> [Extracted text]:
⁂

Special thanks to Charles Doucette for pointing out a flaw in my original article which he found in another essay by Doug Harrison: there was a race condition; I had previously stored the handle and shut down the thread. But the auto-delete invalidated the handle which could lead to incorrect behavior.  

By storing the handle to a variable, we can then do a WaitForSingleObject on the thread. The close operation then blocks until the thread terminates. Once the thread has terminated, we can proceed with the close by calling our superclass OnClose handler (in this example, we are a derived class of CView).

There is a caution here: this assumes that the thread will actually terminate "within a reasonable time". If you have a thread that is blocked on I/O or a synchronization object, you will need to add a timeout mechanism as I have already described. Note that this prohibits the use of CRITICAL_SECTION as a synchronization object since they don't have a timeout capability. If you're blocked on a CRITICAL_SECTION you're stuck forever.

⁂

Shape annotation records
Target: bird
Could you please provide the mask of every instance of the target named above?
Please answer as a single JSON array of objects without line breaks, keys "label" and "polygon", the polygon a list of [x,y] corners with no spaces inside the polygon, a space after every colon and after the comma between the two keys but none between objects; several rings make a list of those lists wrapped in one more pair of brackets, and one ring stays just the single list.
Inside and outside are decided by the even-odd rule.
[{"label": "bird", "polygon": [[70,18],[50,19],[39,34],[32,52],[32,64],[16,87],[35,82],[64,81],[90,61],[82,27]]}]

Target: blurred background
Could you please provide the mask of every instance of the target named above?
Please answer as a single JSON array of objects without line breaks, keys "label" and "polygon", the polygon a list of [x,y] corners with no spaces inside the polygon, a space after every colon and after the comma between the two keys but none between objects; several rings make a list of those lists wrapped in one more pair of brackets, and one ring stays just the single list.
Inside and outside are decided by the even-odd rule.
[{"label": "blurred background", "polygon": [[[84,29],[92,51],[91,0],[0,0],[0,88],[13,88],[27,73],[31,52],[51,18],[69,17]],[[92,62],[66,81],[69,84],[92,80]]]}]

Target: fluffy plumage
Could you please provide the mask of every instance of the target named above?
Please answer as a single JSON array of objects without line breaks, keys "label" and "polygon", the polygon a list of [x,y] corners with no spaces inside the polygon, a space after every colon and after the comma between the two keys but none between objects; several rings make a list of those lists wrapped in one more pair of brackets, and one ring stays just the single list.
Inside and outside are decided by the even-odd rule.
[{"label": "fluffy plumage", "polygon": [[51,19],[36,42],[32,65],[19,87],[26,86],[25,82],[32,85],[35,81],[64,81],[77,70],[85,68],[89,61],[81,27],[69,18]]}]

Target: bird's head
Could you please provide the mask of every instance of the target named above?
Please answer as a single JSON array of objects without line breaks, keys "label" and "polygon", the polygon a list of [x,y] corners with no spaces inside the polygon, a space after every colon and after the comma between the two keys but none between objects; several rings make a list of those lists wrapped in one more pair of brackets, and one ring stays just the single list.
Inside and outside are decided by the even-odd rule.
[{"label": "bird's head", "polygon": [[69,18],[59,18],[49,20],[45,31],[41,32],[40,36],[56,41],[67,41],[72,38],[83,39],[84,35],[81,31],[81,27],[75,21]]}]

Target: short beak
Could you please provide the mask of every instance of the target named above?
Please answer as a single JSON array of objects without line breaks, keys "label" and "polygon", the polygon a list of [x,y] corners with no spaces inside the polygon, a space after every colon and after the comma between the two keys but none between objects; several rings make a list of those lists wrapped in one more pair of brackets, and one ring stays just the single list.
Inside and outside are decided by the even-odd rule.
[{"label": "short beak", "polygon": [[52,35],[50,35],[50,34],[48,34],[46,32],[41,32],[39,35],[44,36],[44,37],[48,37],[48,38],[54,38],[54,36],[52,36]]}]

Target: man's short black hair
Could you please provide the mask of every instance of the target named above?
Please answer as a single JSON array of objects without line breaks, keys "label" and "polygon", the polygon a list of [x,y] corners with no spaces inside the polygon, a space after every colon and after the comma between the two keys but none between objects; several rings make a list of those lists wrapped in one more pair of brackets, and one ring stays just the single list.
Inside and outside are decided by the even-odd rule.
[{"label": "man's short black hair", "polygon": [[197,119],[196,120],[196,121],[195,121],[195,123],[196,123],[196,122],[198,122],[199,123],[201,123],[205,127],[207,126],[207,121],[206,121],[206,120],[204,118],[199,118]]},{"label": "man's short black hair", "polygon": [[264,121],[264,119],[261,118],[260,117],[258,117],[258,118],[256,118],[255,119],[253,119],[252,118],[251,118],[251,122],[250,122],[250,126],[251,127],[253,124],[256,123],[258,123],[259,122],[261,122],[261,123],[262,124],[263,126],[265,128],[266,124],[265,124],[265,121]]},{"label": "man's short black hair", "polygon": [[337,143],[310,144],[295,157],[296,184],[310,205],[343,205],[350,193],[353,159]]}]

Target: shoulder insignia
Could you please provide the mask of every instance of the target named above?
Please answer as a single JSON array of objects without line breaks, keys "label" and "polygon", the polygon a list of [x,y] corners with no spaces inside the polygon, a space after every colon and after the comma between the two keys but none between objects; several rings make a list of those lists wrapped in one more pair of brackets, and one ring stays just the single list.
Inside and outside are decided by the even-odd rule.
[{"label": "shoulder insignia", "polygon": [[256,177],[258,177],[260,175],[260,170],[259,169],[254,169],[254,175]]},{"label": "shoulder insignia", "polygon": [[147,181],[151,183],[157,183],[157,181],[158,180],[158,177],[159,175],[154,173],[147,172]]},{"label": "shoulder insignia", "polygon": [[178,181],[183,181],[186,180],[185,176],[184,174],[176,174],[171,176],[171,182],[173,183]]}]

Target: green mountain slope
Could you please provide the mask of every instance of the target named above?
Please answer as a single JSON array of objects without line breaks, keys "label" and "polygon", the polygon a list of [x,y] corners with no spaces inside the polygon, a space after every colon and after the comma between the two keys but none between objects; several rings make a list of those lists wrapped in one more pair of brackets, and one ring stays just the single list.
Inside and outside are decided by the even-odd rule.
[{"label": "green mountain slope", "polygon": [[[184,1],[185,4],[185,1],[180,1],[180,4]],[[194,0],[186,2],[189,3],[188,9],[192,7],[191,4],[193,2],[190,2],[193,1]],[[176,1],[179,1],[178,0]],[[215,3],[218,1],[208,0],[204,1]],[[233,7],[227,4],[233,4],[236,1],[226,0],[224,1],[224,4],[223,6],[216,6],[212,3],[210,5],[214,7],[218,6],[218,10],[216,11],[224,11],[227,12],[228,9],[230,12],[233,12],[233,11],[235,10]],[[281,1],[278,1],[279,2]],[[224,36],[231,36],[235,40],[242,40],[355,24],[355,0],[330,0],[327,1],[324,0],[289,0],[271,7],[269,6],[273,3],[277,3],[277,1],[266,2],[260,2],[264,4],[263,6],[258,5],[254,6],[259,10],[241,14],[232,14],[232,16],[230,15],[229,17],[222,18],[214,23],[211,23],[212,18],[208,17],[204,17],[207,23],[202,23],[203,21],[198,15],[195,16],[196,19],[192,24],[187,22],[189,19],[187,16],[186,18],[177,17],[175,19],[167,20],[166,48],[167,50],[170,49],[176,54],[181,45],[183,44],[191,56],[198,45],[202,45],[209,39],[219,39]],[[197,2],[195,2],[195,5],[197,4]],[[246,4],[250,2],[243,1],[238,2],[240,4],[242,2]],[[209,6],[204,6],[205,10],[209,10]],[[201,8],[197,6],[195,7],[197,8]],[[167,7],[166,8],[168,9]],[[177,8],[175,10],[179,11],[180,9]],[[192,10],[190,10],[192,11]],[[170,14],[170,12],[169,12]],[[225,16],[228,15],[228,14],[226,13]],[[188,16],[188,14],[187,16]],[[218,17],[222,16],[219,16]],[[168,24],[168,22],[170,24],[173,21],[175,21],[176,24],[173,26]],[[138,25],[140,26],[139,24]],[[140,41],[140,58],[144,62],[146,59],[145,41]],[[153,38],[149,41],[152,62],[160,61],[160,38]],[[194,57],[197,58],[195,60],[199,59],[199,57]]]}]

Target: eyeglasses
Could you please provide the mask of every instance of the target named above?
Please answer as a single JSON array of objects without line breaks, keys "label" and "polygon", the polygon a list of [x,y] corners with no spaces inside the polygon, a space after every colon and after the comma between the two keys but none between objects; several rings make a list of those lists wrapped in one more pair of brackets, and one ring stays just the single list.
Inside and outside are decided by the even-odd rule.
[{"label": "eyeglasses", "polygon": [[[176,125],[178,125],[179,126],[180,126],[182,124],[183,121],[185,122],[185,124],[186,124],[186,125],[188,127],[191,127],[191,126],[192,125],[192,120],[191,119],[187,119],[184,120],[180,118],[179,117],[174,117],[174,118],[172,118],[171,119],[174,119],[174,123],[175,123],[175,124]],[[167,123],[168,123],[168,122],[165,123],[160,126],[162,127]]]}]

⁂

> [What to work on]:
a: Print the part of the thread-shutdown text starting at "Special thanks to" and ending at "to incorrect behavior.", word for word.
b: Give what follows in the text on shutting down a thread, continuing from where it stops.

> [The responses]:
a:
Special thanks to Charles Doucette for pointing out a flaw in my original article which he found in another essay by Doug Harrison: there was a race condition; I had previously stored the handle and shut down the thread. But the auto-delete invalidated the handle which could lead to incorrect behavior.

b:
Of course, in the general case you may have several synchronization mechanisms that are necessary to ensure the thread will terminate within a reasonable period of time. A serious design flaw in the whole AfxBeginThread mechanism is that it doesn't allow me to create a CWinThread-derived subclass of my own which is the object created. In this case, I've sometimes subclassed CWinThread and bypassed the AfxBeginThread by doing my own thread creation inside my subclass, and exporting methods such as CMyWinThread::shutdown that do whatever is needed to make the thread shut down cleanly and quickly.

Thread Shutdown Without Polling (20-Jan-01)

The technique I use that polls every few seconds does have two implications: it makes the thread active every few seconds, and it sets a limit on responsiveness on a shutdown. The shutdown of the application becomes limited by the maximum time it takes to get out of the thread-wait operation. There is an alternative implementation I have also used, which involves using a second Event. 

HANDLE ShutdownEvent;

This should be initialized via CreateEvent. What I do when I'm using this technique is include it in a class derived from CWinThread, which makes the thread creation slightly trickier. This is because AfxBeginThread always creates a new CWinThread object, but if you need your own CWinThread-derived class, you can't use AfxBeginThread. The technique shown below generalizes this. Note that if I wanted to be really general, I would create a template class. I leave that as an Exercise For The Reader.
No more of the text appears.